start Record extracts

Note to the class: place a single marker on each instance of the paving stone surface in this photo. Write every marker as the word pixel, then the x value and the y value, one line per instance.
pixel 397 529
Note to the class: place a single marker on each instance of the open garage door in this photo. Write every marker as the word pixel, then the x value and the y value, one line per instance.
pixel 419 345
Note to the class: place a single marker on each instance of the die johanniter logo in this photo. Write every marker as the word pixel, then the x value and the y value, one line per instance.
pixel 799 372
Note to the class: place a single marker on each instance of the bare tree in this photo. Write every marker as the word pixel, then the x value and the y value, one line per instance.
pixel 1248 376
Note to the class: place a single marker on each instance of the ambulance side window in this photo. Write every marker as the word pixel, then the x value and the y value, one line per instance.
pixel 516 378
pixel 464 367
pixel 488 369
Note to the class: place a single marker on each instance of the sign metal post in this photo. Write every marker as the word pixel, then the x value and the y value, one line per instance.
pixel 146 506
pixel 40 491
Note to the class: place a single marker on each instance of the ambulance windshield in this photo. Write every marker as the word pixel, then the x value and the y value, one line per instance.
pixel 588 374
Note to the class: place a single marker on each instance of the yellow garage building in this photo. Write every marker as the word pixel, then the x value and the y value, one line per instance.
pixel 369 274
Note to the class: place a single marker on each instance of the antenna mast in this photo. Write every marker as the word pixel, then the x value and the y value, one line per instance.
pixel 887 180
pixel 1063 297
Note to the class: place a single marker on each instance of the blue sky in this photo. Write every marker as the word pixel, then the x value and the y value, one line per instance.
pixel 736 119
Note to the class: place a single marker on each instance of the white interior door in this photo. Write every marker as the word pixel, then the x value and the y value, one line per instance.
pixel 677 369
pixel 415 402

end Record extracts

§ Set task: Extract every line of the listing above and reproduce each one verbatim, in its original order.

§ Completed exercise:
Note to the class: place a single marker on each instance of the paving stone surface in this photo. Write every marker as the word pixel, then the x value and the y value, one line per instance.
pixel 397 529
Note to the class: place a single marker on each instance of the open garage door in this photo. Write every marker as the word pixel, then the x value and the y value, one line per instance.
pixel 419 345
Note to the class: place a single marker on each instance of the die johanniter logo in this photo. Write every marker as the word pixel, then the x value and the y value, one line per instance.
pixel 799 372
Note to the class: place a single marker on each instance of the bare tree in this photo. Write every marker as the word pixel, then the x value and the y value, one line per instance.
pixel 1248 376
Note to the class: place a single marker on each instance of the ambulance side window in this photo. Write every marker as the word pixel, then the x value and the y value, one line per instance.
pixel 516 378
pixel 464 367
pixel 488 369
Note to the class: place a single marker on each instance of the sign metal post in this photo. Write every marker as the word pixel, then the x value and the y value, one line per instance.
pixel 146 506
pixel 40 491
Note to the class: place a single marker on each instance of the ambulance windshield in this photo. Write every marker as the word pixel, then the x value and the y value, one line per instance.
pixel 588 374
Note to the class: place a single marker on each instance of the yellow garage building in this photo. Write every marker as the word pixel, then the x value and the y value, one line per instance.
pixel 369 274
Note to the class: place a single marker on each instance of the antenna mast in this photo. Write every marker as the word pixel, then the x value and the y value, one line per instance.
pixel 887 180
pixel 1063 297
Note to the class: place a single marker on each instance of the blue sky in this photo. Write every marker as the word pixel, then the x value and the y value, one line per instance.
pixel 736 119
Note to the class: place a single marker on each instance of the white interior door in this photo. Write every marker as the word pixel, then the x value and the y value, one line per instance.
pixel 677 369
pixel 415 402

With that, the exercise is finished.